> [Reading text]
· · ·

Although they are surrounded by beautiful coastline and can go fishing for a living, potable water is in short supply for many in the Silawathura area.

20.02.2017  |  
Mannar
Hot work: Families in Silawathura repair their nets.

The coastal belt that goes from the northern Sri Lankan town of Mannar to Puttalam, further south, attracts multitudes of tourists because of its dolphins and forests and beautiful scenery.

But the charm of the environment hides an unhealthy secret: For ordinary Sri Lankan villagers living in the Silawathura area, there is not enough potable water.

“Although the area is beautiful we do not have enough water to drink,” explains K. Juliet, 34, one of the locals living in a village in this area.


We are not dependent on the government. All we ask for is some water – why can’t they even give us that?

Over 1,000 families living in and around the fishing village of Arippu are affected, she says.

Most of the people here make a living from fishing and often, as the sun burns down at midday, you will see dozens of families sitting inside huts by the beach, with coconut leaves for a roof, cleaning their fishing nets. To refresh themselves they drink from large tin cans of water they have saved; often the water has heated in the sun. And often the water here is brackish too – that is, it is often a mixture of fresh and salty water.

· · ·

> [Excerpted records]
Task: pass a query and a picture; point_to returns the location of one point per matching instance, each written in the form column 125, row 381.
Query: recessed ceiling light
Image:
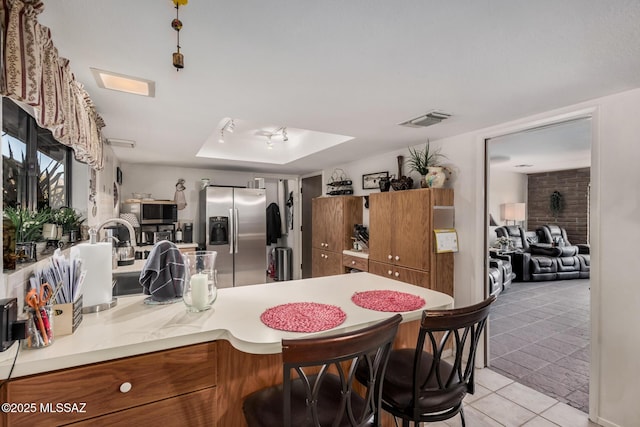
column 126, row 143
column 124, row 83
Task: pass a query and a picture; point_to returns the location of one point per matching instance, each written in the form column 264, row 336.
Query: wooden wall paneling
column 153, row 377
column 196, row 409
column 239, row 374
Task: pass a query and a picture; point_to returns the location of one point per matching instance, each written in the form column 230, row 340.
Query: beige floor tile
column 529, row 398
column 473, row 418
column 503, row 410
column 491, row 380
column 539, row 422
column 480, row 393
column 566, row 416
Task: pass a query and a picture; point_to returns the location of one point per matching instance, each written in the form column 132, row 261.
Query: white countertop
column 133, row 327
column 359, row 254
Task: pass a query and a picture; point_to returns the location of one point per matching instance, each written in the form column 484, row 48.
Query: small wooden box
column 67, row 317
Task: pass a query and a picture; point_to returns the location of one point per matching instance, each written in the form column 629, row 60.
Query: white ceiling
column 555, row 147
column 354, row 68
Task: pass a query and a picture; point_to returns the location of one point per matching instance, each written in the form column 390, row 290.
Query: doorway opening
column 311, row 187
column 539, row 326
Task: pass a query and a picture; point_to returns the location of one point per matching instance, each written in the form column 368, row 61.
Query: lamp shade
column 514, row 211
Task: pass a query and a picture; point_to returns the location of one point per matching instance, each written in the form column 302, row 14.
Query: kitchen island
column 162, row 363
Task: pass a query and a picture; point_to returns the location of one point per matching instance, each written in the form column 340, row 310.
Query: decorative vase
column 436, row 177
column 200, row 277
column 384, row 184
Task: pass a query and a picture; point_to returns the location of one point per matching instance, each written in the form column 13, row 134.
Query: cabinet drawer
column 103, row 386
column 359, row 263
column 192, row 409
column 407, row 275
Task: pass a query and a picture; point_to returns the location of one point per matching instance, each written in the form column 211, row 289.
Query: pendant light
column 176, row 24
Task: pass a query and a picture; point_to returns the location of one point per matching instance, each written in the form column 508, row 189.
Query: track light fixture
column 229, row 126
column 281, row 132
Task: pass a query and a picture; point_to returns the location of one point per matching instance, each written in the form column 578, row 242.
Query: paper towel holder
column 102, row 307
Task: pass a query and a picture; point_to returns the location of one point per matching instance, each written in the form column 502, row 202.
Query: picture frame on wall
column 371, row 181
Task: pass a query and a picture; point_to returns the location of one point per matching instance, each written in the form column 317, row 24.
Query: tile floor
column 539, row 337
column 500, row 401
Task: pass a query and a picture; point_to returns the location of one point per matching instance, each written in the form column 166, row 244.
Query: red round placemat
column 387, row 301
column 303, row 317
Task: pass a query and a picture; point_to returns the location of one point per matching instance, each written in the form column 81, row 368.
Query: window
column 35, row 167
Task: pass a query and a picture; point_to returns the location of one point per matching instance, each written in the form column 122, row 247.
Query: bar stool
column 321, row 390
column 419, row 385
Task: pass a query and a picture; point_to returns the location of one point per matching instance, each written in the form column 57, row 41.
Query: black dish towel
column 162, row 276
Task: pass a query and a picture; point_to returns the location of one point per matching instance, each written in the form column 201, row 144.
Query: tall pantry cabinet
column 401, row 238
column 333, row 221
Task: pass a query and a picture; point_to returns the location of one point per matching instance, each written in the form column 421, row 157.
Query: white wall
column 505, row 187
column 615, row 232
column 161, row 181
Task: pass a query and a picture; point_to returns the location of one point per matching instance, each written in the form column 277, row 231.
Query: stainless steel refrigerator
column 235, row 227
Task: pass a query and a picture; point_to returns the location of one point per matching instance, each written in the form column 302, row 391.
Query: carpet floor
column 539, row 337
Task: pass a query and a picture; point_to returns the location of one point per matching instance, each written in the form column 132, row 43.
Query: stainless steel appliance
column 153, row 211
column 233, row 223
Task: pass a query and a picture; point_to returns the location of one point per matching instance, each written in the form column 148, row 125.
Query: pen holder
column 39, row 327
column 68, row 317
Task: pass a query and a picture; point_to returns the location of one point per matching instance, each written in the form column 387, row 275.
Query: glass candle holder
column 200, row 280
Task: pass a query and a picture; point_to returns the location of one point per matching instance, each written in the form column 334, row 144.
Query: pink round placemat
column 387, row 301
column 303, row 317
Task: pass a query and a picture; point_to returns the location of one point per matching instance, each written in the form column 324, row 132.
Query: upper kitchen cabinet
column 333, row 221
column 401, row 233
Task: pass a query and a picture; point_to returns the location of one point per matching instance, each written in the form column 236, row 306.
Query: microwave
column 153, row 212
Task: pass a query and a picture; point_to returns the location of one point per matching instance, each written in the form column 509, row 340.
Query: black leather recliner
column 554, row 234
column 538, row 259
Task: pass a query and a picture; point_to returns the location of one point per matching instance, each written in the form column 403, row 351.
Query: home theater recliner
column 545, row 254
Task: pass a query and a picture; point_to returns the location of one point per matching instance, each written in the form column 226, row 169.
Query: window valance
column 34, row 74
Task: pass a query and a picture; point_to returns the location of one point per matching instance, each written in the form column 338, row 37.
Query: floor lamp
column 515, row 212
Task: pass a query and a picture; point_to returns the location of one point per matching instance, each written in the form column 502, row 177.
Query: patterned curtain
column 34, row 74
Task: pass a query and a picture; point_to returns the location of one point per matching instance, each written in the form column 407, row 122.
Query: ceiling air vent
column 431, row 118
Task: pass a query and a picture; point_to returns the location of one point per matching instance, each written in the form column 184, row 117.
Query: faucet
column 132, row 233
column 93, row 232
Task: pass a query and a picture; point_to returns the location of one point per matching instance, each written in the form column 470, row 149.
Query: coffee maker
column 187, row 232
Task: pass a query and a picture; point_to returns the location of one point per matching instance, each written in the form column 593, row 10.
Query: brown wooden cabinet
column 401, row 238
column 115, row 392
column 333, row 221
column 326, row 263
column 359, row 263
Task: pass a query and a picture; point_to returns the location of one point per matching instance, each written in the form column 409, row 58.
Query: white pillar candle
column 199, row 291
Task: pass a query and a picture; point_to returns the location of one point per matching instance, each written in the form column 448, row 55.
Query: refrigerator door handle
column 235, row 230
column 231, row 232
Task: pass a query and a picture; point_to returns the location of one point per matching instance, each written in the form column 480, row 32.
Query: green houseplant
column 28, row 223
column 67, row 218
column 421, row 160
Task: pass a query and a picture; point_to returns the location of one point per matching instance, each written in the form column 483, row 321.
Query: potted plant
column 69, row 220
column 28, row 225
column 422, row 161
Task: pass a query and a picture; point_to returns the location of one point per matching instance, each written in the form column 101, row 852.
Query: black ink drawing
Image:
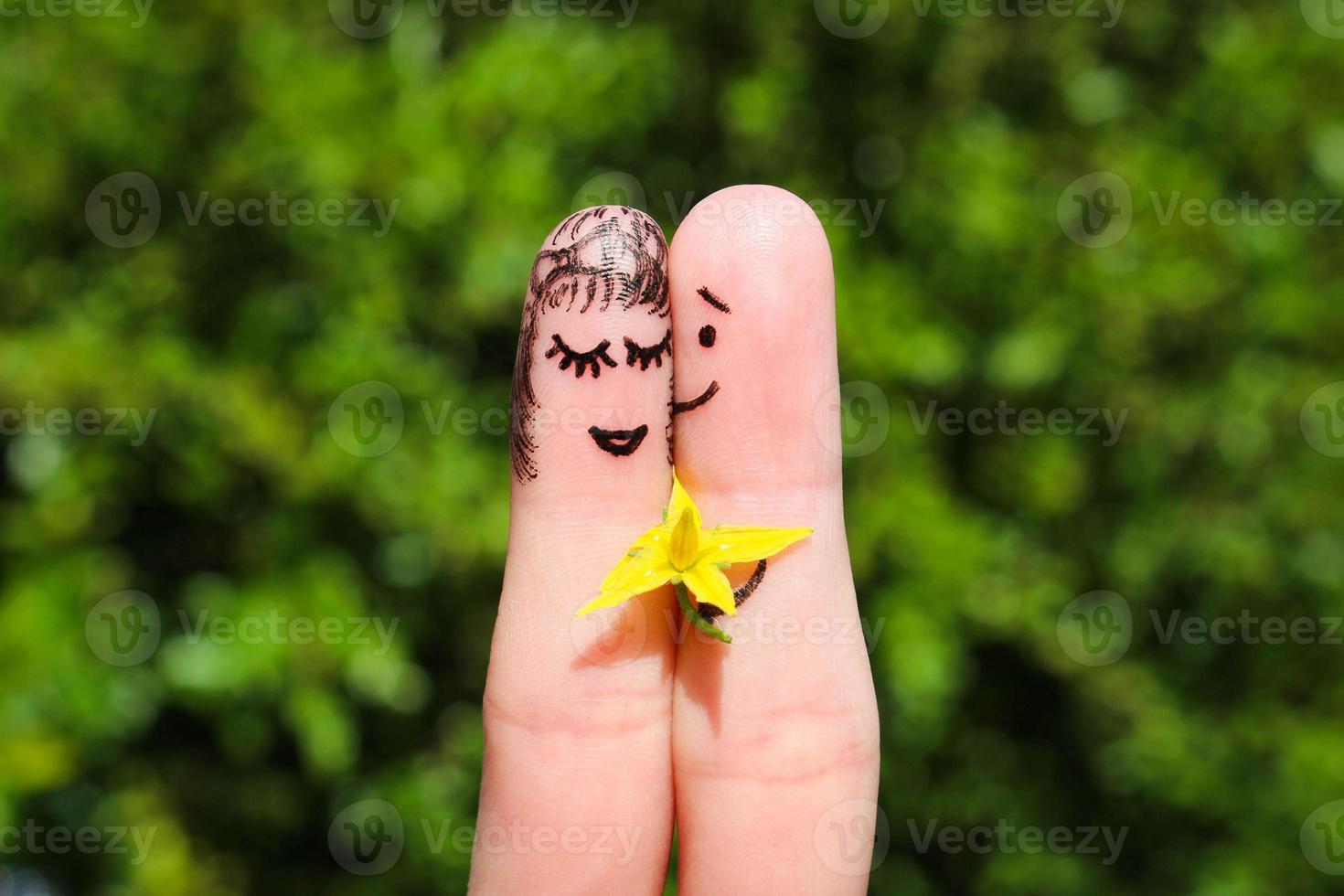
column 581, row 359
column 617, row 260
column 618, row 443
column 645, row 357
column 707, row 337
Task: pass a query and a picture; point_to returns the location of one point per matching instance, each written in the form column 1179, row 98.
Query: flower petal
column 709, row 584
column 641, row 572
column 746, row 543
column 603, row 601
column 682, row 501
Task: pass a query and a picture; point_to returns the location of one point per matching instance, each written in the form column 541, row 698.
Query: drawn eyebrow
column 714, row 300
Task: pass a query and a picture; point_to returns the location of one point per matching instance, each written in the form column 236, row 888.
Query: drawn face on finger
column 595, row 338
column 707, row 337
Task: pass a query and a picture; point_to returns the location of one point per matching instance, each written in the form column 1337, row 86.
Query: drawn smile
column 682, row 407
column 618, row 443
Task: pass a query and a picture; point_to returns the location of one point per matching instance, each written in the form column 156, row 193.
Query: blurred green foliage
column 966, row 292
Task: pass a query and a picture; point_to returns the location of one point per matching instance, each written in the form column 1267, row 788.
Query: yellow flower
column 686, row 554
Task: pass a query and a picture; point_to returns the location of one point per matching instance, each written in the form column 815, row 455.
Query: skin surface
column 765, row 752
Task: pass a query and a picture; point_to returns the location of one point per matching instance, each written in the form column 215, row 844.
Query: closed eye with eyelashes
column 581, row 360
column 651, row 355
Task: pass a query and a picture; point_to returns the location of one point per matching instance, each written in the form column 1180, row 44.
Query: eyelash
column 651, row 355
column 581, row 360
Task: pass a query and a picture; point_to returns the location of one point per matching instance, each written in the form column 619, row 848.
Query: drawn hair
column 621, row 258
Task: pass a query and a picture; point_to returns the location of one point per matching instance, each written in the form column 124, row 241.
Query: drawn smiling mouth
column 618, row 443
column 682, row 407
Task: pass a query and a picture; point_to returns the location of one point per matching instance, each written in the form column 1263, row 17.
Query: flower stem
column 694, row 615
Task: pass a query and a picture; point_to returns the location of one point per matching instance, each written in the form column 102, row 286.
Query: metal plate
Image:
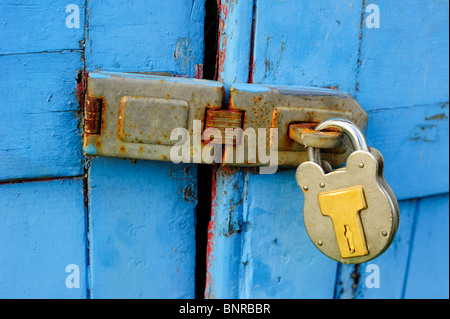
column 139, row 111
column 269, row 106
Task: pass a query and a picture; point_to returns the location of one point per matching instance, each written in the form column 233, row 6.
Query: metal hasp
column 132, row 115
column 136, row 113
column 284, row 108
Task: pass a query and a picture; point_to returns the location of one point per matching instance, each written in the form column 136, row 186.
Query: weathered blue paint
column 405, row 91
column 142, row 214
column 225, row 235
column 106, row 74
column 428, row 261
column 235, row 30
column 42, row 231
column 39, row 26
column 146, row 36
column 311, row 43
column 141, row 229
column 41, row 138
column 405, row 62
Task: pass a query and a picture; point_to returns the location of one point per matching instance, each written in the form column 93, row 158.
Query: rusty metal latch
column 132, row 115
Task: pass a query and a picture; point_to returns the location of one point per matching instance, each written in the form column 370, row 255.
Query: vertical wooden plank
column 143, row 213
column 415, row 148
column 358, row 282
column 28, row 26
column 146, row 36
column 224, row 260
column 427, row 275
column 42, row 231
column 41, row 138
column 276, row 258
column 235, row 41
column 403, row 83
column 225, row 234
column 311, row 43
column 404, row 62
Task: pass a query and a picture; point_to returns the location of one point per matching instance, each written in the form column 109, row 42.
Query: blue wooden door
column 85, row 227
column 393, row 58
column 78, row 227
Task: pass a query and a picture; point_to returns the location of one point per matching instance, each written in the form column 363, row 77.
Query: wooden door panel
column 142, row 213
column 42, row 232
column 328, row 44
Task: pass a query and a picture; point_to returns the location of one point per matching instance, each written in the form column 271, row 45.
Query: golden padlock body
column 378, row 214
column 343, row 206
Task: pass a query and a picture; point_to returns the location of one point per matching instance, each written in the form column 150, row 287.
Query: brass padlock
column 350, row 214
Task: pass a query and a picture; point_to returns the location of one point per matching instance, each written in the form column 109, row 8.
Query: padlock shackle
column 348, row 128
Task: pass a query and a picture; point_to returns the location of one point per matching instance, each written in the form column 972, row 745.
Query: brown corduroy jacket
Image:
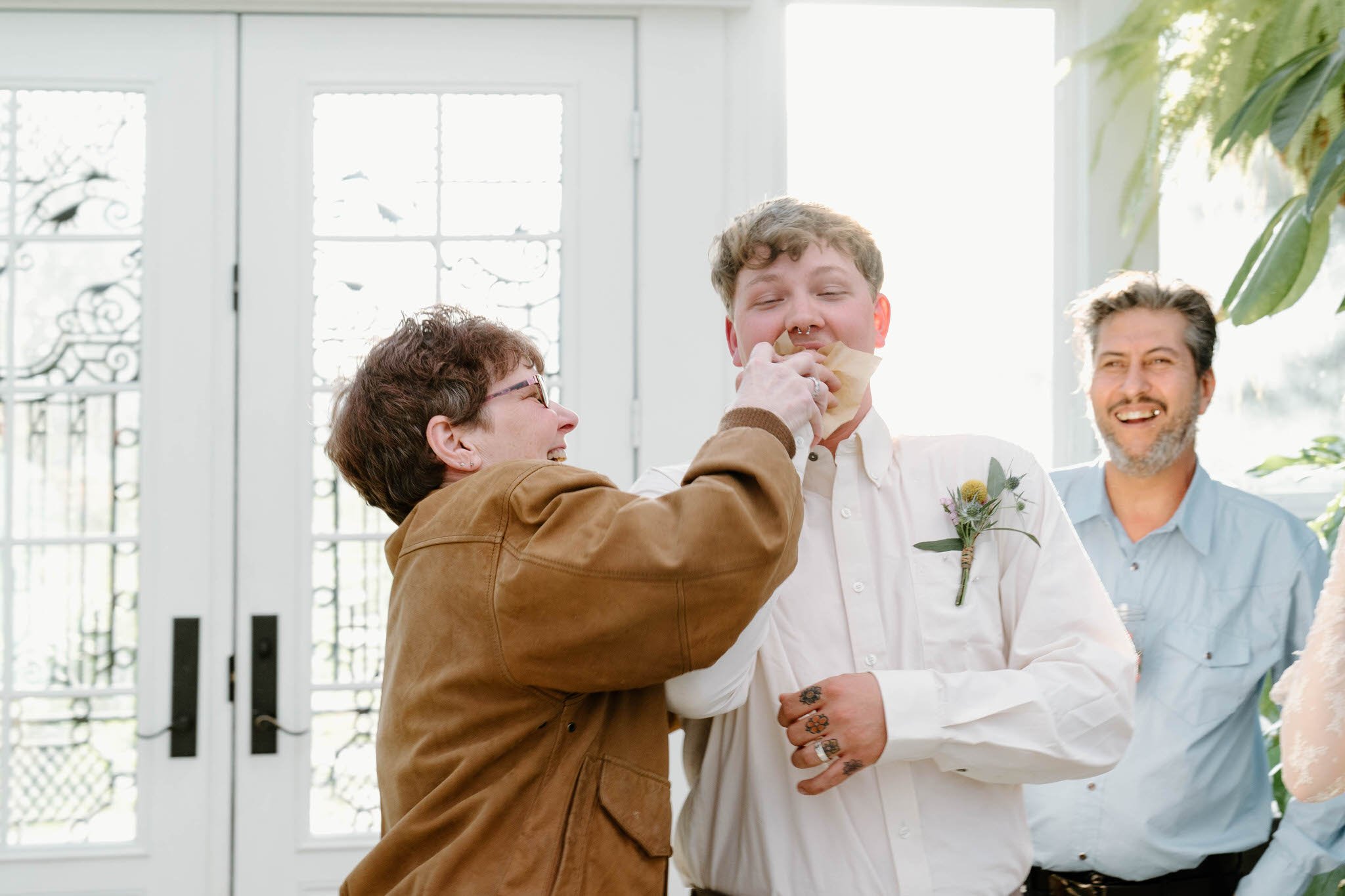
column 536, row 612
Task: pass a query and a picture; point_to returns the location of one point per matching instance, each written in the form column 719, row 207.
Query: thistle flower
column 971, row 509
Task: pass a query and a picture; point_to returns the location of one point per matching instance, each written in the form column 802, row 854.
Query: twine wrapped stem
column 969, row 553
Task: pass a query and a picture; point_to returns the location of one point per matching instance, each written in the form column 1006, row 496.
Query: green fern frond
column 1202, row 58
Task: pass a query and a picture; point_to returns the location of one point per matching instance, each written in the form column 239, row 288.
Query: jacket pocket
column 619, row 830
column 1204, row 673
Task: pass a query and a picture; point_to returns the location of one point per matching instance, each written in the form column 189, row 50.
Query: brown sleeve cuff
column 762, row 419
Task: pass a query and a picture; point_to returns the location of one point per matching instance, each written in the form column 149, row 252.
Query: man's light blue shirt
column 1216, row 598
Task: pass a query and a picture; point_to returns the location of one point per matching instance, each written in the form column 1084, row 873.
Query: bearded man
column 1216, row 587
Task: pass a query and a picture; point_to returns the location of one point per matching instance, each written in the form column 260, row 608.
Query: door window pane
column 72, row 198
column 934, row 128
column 417, row 199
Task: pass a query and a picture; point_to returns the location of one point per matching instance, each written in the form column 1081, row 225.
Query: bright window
column 1279, row 381
column 934, row 128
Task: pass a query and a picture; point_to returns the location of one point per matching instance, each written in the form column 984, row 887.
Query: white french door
column 116, row 351
column 387, row 164
column 160, row 446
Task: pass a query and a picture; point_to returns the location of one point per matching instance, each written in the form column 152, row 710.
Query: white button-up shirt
column 1030, row 680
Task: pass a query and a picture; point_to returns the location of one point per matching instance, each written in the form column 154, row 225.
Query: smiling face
column 522, row 427
column 1143, row 394
column 516, row 425
column 822, row 292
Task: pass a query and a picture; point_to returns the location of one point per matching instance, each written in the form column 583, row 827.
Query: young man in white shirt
column 868, row 734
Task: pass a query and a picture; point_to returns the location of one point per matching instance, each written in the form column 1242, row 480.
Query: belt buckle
column 1059, row 885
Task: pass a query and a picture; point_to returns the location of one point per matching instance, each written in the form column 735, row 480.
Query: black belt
column 1211, row 878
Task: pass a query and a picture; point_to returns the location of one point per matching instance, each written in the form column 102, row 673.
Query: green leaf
column 1254, row 253
column 1007, row 528
column 1319, row 237
column 1278, row 267
column 942, row 544
column 1305, row 97
column 996, row 479
column 1256, row 112
column 1277, row 463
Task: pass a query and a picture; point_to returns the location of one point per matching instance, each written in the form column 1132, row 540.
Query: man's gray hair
column 1145, row 289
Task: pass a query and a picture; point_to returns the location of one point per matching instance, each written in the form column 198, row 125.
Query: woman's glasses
column 531, row 381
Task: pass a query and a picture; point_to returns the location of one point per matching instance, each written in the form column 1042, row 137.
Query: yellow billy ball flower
column 974, row 490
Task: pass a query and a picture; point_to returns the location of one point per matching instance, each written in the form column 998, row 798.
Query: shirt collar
column 875, row 446
column 1195, row 516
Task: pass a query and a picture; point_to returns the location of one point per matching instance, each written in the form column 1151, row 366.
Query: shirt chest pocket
column 1206, row 672
column 967, row 637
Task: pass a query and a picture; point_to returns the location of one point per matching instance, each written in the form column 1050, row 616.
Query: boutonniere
column 971, row 509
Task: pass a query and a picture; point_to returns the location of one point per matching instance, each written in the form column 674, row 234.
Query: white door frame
column 186, row 464
column 286, row 61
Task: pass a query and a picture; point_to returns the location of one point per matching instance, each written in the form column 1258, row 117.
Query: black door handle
column 265, row 676
column 186, row 662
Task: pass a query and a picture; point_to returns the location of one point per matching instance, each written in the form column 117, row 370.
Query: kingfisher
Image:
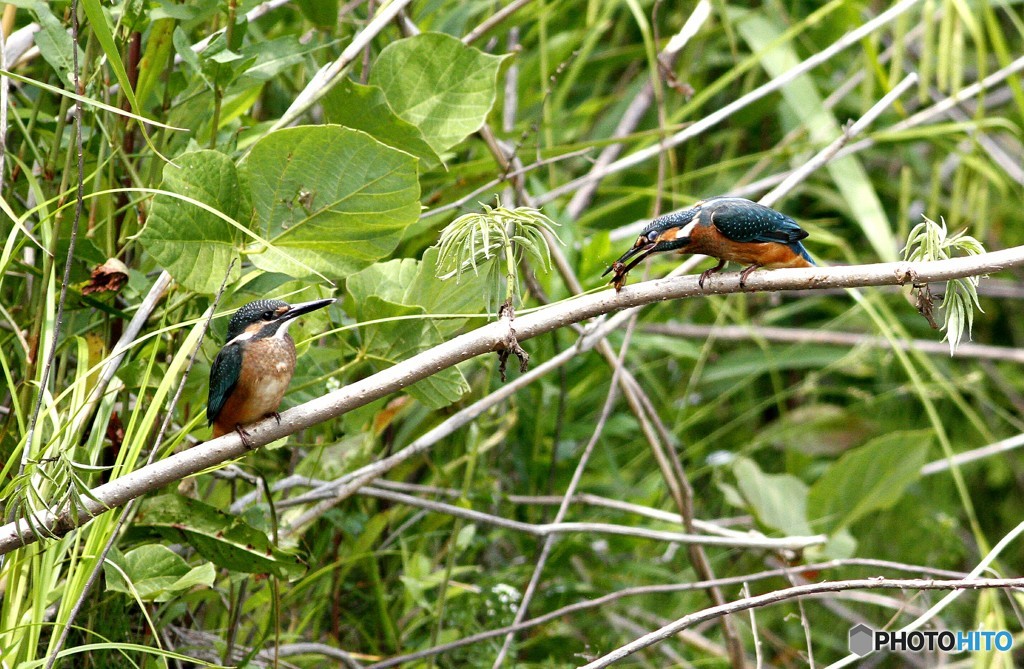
column 252, row 371
column 728, row 228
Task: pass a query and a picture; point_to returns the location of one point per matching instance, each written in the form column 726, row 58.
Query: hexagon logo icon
column 861, row 639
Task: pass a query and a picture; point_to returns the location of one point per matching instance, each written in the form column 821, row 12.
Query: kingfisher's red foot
column 744, row 274
column 244, row 435
column 708, row 273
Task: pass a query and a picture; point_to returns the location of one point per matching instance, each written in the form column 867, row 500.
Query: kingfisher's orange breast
column 267, row 366
column 709, row 241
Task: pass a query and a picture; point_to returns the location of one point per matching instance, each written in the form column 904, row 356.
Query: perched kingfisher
column 727, row 228
column 252, row 371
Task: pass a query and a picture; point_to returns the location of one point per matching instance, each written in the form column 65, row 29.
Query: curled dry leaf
column 109, row 277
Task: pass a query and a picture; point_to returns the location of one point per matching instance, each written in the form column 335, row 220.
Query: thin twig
column 832, row 338
column 1004, row 446
column 570, row 491
column 494, row 19
column 828, row 153
column 784, row 594
column 637, row 109
column 956, row 586
column 723, row 113
column 662, row 588
column 551, row 531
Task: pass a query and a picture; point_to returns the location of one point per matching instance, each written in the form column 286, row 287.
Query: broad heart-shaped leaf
column 868, row 478
column 365, row 108
column 387, row 343
column 329, row 198
column 778, row 501
column 222, row 539
column 196, row 246
column 414, row 283
column 438, row 84
column 156, row 572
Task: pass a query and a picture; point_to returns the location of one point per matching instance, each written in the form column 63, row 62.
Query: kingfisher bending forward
column 252, row 371
column 728, row 228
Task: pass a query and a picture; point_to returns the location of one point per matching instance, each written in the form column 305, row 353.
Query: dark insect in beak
column 643, row 247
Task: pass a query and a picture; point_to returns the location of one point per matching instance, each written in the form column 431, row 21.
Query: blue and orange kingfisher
column 728, row 228
column 252, row 371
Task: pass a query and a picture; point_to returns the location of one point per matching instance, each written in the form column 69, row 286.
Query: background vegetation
column 824, row 418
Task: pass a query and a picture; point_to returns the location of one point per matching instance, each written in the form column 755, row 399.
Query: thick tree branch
column 488, row 338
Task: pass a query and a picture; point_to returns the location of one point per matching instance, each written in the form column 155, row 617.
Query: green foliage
column 476, row 239
column 198, row 245
column 930, row 241
column 364, row 196
column 226, row 541
column 329, row 200
column 438, row 84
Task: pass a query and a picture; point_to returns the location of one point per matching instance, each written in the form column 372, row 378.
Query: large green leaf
column 868, row 478
column 778, row 501
column 329, row 198
column 156, row 573
column 196, row 246
column 222, row 539
column 438, row 84
column 383, row 291
column 365, row 108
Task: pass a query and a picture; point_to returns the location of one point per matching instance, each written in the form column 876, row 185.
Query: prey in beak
column 664, row 234
column 643, row 247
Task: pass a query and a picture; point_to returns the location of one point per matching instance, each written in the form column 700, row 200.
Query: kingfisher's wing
column 223, row 377
column 753, row 222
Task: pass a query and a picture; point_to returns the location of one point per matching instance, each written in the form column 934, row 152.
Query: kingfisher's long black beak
column 643, row 247
column 304, row 307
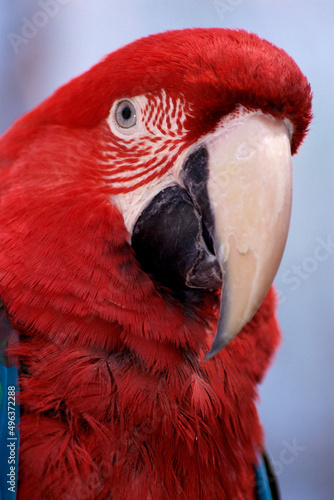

· · ·

> [Exercise requirements]
Answer these questions using the reading on drinking water in Silawathura.
1. Which two towns mark the ends of the coastal belt?
2. How many families in and around Arippu are affected?
3. What does "brackish" water mean in this reading?
These lines are not needed for this work.

> [Response to this task]
1. Mannar and Puttalam.
2. Over 1,000 families.
3. A mixture of fresh and salty water.